* **EXCERPT**
══════════
FOLKUP DEVELOPMENT INC.
NOTES TO CONSOLIDATED FINANCIAL STATEMENTS
FOR THE YEARS ENDED DECEMBER 31, 2020 AND 2019
(Currency expressed in United States Dollars (“US$”), except for number of shares)
The Company calculates net loss per share in accordance with ASC Topic 260, “Earnings per Share.” Basic income per share is computed by dividing the net loss by the weighted-average number of common shares outstanding during the year. Diluted loss per share is computed similar to basic loss per share except that the denominator is increased to include the number of additional common shares that would have been outstanding if the potential common stock equivalents had been issued and if the additional common shares were dilutive.
The Company follows the ASC 850-10, Related Party for the identification of related parties and disclosure of related party transactions.
Pursuant to section 850-10-20 the related parties include a) affiliates of the Company; b) entities for which investments in their equity securities would be required, absent the election of the fair value option under the Fair Value Option Subsection of section 825–10–15, to be accounted for by the equity method by the investing entity; c) trusts for the benefit of employees, such as pension and Income-sharing trusts that are managed by or under the trusteeship of management; d) principal owners of the Company; e) management of the Company; f) other parties with which the Company may deal if one party controls or can significantly influence the management or operating policies of the other to an extent that one of the transacting parties might be prevented from fully pursuing its own separate interests; and g) other parties that can significantly influence the management or operating policies of the transacting parties or that have an ownership interest in one of the transacting parties and can significantly influence the other to an extent that one or more of the transacting parties might be prevented from fully pursuing its own separate interests.
The consolidated financial statements shall include disclosures of material related party transactions, other than compensation arrangements, expense allowances, and other similar items in the ordinary course of business. However, disclosure of transactions that are eliminated in the preparation of consolidated or combined financial statements is not required in those statements. The disclosures shall include: a) the nature of the relationship(s) involved; b) a description of the transactions, including transactions to which no amounts or nominal amounts were ascribed, for each of the periods for which income statements are presented, and such other information deemed necessary to an understanding of the effects of the transactions on the financial statements; c) the dollar amounts of transactions for each of the periods for which income statements are presented and the effects of any change in the method of establishing the terms from that used in the preceding period; and d) amount due from or to related parties as of the date of each balance sheet presented and, if not otherwise apparent, the terms and manner of settlement.
══════════
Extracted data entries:

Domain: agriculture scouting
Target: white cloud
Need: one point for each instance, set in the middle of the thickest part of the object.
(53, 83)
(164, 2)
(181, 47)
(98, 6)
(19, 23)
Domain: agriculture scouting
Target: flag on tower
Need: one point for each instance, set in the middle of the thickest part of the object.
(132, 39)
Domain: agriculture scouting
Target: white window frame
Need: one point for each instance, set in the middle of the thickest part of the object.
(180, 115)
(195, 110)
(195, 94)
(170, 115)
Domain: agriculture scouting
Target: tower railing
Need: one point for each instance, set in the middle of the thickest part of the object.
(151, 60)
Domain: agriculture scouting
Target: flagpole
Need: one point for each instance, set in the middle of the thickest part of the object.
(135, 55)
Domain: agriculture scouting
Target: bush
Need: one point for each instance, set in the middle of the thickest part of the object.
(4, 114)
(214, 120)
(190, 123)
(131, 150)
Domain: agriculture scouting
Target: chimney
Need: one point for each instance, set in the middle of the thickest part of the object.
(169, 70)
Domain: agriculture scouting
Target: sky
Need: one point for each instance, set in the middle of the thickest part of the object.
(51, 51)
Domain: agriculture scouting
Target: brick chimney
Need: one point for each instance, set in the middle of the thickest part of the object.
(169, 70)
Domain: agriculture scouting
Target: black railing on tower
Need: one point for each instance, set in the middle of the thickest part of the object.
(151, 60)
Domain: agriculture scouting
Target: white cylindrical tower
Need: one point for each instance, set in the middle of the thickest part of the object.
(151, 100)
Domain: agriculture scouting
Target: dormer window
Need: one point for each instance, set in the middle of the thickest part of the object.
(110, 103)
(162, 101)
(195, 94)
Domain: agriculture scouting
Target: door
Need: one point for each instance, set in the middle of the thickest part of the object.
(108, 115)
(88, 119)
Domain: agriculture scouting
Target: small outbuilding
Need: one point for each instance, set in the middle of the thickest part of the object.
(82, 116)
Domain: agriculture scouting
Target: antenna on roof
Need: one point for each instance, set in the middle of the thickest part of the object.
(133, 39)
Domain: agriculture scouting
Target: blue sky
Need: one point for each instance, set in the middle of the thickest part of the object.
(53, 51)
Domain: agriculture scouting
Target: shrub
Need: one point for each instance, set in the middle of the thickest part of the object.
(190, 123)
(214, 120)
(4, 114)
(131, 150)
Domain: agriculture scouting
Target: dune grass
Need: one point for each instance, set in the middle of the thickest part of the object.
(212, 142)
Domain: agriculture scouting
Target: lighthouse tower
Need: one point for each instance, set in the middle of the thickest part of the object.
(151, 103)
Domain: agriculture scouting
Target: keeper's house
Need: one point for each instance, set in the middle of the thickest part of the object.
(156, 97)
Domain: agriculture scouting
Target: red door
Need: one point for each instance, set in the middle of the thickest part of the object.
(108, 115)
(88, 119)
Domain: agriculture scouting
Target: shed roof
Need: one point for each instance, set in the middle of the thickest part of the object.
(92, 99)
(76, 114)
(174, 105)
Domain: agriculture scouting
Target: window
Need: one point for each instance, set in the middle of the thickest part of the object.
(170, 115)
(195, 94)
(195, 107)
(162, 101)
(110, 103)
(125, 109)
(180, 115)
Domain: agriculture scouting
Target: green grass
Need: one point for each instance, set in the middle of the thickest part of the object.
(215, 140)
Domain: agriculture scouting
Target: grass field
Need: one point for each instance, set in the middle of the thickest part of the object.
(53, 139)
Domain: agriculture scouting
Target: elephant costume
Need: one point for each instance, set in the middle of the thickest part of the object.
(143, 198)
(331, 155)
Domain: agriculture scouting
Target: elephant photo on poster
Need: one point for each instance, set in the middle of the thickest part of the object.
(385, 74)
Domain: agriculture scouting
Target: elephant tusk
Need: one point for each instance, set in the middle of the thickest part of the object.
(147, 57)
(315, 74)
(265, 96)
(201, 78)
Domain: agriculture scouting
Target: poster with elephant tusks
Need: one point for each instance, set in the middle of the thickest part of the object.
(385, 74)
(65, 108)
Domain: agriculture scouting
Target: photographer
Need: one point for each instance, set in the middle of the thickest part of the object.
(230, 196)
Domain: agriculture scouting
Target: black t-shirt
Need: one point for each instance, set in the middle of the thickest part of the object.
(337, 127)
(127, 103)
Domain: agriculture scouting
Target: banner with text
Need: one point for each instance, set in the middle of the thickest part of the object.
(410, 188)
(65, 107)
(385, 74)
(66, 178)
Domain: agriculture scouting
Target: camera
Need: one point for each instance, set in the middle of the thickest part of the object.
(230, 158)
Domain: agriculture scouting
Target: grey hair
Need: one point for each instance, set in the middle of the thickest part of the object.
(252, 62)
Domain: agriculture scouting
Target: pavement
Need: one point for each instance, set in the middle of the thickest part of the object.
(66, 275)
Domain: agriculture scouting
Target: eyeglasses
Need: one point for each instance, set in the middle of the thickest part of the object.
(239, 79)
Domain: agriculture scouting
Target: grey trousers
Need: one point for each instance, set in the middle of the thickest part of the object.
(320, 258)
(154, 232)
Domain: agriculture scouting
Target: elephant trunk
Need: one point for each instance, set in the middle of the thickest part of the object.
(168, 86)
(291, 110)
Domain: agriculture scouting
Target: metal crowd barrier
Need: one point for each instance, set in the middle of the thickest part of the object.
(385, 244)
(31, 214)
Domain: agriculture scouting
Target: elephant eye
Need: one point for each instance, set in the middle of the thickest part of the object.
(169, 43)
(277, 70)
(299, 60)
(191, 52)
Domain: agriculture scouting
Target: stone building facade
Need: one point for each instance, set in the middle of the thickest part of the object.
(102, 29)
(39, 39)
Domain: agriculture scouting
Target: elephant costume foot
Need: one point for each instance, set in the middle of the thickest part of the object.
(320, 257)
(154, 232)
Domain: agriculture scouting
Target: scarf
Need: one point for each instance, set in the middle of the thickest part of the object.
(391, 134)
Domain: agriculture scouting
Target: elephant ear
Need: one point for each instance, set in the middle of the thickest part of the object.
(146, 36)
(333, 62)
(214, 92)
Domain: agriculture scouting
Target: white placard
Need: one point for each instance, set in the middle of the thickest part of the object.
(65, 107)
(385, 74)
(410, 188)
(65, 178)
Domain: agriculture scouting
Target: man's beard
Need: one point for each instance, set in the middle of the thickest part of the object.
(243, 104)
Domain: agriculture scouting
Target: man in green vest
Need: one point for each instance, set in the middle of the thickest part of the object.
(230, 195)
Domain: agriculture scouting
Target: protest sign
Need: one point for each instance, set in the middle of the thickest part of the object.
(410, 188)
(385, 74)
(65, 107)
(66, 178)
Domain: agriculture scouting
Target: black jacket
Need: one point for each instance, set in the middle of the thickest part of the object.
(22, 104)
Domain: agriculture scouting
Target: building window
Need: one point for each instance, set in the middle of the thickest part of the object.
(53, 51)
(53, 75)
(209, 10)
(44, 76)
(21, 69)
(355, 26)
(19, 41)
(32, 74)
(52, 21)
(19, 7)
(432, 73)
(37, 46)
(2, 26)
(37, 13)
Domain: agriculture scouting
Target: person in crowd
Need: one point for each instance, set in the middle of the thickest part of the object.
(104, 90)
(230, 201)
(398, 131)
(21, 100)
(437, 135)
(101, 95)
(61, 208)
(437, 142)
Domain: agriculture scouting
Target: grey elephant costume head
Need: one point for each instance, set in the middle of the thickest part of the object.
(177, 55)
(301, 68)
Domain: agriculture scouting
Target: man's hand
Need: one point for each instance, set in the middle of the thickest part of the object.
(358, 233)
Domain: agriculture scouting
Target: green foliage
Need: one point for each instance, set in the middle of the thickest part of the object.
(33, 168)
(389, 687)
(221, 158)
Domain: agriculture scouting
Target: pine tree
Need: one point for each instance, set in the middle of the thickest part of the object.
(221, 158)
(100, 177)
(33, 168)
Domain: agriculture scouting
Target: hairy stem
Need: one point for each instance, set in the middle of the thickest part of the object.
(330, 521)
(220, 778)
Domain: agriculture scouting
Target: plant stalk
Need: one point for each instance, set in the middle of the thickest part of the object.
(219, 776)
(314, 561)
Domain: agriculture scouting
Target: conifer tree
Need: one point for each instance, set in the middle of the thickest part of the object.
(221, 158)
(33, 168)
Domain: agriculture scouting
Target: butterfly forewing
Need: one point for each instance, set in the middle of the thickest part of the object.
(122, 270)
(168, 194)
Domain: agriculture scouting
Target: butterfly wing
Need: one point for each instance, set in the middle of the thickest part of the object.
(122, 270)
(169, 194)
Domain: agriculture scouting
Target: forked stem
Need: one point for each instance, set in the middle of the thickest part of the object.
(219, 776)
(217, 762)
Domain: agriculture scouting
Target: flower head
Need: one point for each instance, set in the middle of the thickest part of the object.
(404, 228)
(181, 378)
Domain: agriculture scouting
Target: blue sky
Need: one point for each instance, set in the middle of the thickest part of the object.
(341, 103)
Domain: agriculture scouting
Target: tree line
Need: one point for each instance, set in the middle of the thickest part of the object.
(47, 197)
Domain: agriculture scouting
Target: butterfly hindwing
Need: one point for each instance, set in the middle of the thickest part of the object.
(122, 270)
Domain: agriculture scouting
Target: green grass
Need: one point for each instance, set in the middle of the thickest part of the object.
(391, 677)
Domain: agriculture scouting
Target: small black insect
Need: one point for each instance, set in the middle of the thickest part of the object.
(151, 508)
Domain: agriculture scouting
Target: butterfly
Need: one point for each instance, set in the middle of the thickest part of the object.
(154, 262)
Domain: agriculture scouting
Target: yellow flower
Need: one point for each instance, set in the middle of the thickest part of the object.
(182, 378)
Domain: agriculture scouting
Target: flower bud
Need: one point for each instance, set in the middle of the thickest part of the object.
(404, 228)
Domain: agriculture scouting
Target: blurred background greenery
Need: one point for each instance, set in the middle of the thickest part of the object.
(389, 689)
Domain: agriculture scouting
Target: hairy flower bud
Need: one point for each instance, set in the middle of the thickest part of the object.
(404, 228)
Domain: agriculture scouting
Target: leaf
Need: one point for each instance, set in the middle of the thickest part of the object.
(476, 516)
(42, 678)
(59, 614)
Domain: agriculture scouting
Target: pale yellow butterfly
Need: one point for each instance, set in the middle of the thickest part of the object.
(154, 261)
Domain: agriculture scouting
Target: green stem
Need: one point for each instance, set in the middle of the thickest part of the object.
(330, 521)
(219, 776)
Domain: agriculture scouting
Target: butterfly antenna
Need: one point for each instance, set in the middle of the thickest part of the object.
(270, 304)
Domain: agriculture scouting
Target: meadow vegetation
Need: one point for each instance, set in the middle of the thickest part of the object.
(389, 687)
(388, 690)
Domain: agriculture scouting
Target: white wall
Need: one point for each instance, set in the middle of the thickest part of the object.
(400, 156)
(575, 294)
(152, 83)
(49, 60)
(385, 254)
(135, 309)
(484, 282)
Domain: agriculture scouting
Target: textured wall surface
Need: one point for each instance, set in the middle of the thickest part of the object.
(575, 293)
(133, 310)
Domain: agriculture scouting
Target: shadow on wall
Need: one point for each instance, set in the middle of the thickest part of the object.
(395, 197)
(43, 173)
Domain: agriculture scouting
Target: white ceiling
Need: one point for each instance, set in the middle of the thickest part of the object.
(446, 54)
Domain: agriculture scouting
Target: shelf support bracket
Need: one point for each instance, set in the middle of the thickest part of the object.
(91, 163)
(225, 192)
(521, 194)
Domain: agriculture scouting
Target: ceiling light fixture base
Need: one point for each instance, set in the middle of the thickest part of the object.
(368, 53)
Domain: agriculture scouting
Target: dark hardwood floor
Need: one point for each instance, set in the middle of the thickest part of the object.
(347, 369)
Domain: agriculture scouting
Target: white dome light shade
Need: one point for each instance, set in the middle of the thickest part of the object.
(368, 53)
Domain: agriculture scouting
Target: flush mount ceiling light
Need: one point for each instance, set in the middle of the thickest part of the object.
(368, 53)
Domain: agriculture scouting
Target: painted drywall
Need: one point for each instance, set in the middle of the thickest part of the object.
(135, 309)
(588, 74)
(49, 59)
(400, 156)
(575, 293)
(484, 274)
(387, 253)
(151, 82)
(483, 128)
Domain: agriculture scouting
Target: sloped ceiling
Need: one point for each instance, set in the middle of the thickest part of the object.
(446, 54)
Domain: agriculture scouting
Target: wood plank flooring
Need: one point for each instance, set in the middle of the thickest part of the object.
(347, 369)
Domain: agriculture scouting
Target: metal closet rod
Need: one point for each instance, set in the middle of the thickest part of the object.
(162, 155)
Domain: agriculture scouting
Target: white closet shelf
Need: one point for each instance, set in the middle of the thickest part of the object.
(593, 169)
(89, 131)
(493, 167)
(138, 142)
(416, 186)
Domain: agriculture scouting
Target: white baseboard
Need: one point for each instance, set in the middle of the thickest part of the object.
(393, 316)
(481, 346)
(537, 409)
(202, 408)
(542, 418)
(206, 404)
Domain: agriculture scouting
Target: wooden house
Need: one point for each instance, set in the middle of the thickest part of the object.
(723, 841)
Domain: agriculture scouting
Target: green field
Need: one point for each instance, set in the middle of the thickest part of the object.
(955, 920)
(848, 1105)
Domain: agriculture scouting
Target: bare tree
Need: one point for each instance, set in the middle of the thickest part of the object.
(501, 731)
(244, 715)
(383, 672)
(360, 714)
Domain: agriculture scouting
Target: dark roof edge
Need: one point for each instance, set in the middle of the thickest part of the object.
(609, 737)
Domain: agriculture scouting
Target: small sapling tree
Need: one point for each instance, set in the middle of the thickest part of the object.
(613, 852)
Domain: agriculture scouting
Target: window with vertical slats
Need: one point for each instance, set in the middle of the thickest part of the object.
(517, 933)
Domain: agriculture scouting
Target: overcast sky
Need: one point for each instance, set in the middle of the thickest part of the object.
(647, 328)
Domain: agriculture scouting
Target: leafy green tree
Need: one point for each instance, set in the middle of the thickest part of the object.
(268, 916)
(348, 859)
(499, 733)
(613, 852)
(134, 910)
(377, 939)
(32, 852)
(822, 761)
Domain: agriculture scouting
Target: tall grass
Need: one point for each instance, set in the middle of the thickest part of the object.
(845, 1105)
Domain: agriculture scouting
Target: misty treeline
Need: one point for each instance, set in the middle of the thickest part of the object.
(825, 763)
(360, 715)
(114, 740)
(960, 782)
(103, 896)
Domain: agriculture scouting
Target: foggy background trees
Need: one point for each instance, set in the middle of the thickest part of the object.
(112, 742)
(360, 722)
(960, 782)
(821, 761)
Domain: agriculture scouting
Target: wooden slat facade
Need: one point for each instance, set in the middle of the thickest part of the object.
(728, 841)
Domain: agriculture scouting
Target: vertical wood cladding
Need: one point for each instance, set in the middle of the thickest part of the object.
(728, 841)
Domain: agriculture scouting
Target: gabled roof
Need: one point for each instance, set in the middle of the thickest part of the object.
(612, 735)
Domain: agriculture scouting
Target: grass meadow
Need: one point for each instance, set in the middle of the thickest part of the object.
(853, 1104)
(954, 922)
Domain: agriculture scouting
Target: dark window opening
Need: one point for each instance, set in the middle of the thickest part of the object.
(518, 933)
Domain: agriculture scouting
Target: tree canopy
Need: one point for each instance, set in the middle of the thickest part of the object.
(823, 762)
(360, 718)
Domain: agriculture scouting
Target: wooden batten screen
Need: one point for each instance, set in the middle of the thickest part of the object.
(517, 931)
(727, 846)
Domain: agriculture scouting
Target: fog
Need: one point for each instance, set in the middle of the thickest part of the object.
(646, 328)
══════════
* **WHAT THIS TASK INVOLVES**
In the financial statement notes, what makes other parties with which the Company may deal count as related parties? Answer in one to three sentences. Use only the financial statement notes to complete the following work.

* **FINAL RESULT**
They count as related parties if one party controls or can significantly influence the management or operating policies of the other. That control or influence must be enough that one of the transacting parties might be prevented from fully pursuing its own separate interests.